- [Task to complete]
Can you reproduce every row below word for word, changing nothing?

- [Available records]
☆ ☆ ☆ ☆ ☆ ☆ ☆
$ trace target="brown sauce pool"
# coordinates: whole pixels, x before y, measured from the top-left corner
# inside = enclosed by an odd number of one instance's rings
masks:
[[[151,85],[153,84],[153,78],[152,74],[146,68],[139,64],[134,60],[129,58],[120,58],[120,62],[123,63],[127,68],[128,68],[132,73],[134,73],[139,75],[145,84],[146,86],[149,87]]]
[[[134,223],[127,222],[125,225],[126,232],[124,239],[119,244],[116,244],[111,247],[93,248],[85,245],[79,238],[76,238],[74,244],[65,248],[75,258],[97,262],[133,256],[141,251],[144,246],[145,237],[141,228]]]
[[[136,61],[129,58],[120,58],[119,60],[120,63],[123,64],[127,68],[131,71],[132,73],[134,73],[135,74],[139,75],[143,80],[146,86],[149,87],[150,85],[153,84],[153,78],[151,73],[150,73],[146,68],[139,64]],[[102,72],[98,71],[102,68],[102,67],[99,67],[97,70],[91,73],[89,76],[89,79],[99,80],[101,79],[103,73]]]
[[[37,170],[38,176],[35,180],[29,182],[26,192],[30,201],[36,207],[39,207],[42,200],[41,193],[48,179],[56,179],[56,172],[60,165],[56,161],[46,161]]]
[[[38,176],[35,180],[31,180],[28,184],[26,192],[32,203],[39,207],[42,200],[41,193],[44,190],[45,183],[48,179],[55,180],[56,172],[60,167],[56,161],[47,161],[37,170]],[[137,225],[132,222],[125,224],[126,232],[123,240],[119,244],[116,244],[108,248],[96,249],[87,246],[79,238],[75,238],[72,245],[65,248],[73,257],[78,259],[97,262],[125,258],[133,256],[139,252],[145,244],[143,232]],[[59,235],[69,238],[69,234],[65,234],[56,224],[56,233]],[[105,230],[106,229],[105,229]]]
☆ ☆ ☆ ☆ ☆ ☆ ☆
- [Solved problem]
$ trace target="brown sauce pool"
# coordinates: whole pixels, x before y, measured from the top-left corner
# inside = enclosed by an odd number of one instance's rings
masks:
[[[151,85],[153,84],[153,78],[152,74],[146,68],[139,64],[134,60],[129,58],[120,58],[120,62],[123,63],[127,68],[128,68],[132,73],[134,73],[139,75],[145,84],[146,86],[149,87]]]
[[[134,223],[127,222],[125,225],[126,232],[124,239],[119,244],[116,244],[111,247],[93,248],[85,245],[79,238],[76,238],[74,244],[65,248],[75,258],[97,262],[133,256],[141,251],[144,246],[145,237],[141,228]]]
[[[136,61],[129,58],[120,58],[119,60],[120,63],[123,64],[127,68],[131,71],[132,73],[134,73],[135,74],[139,75],[143,80],[146,86],[149,87],[150,85],[153,84],[153,78],[151,73],[150,73],[146,68],[139,64]],[[102,72],[98,71],[102,68],[102,67],[99,67],[97,70],[91,73],[89,76],[89,79],[99,80],[101,79],[103,73]]]
[[[37,170],[38,176],[35,180],[29,182],[26,192],[30,201],[36,207],[39,207],[42,200],[41,193],[48,179],[56,179],[56,172],[60,165],[56,161],[46,161]]]
[[[38,176],[35,180],[31,180],[28,184],[26,192],[32,203],[39,207],[42,200],[41,193],[44,190],[45,183],[48,179],[55,180],[56,172],[60,167],[56,161],[47,161],[37,170]],[[137,225],[132,222],[125,224],[126,232],[123,240],[119,244],[116,244],[108,248],[96,249],[87,246],[79,238],[75,238],[72,245],[65,248],[73,257],[78,259],[97,262],[125,258],[133,256],[139,252],[145,244],[143,232]],[[59,235],[69,238],[69,234],[65,234],[56,224],[56,233]],[[105,230],[106,229],[105,229]]]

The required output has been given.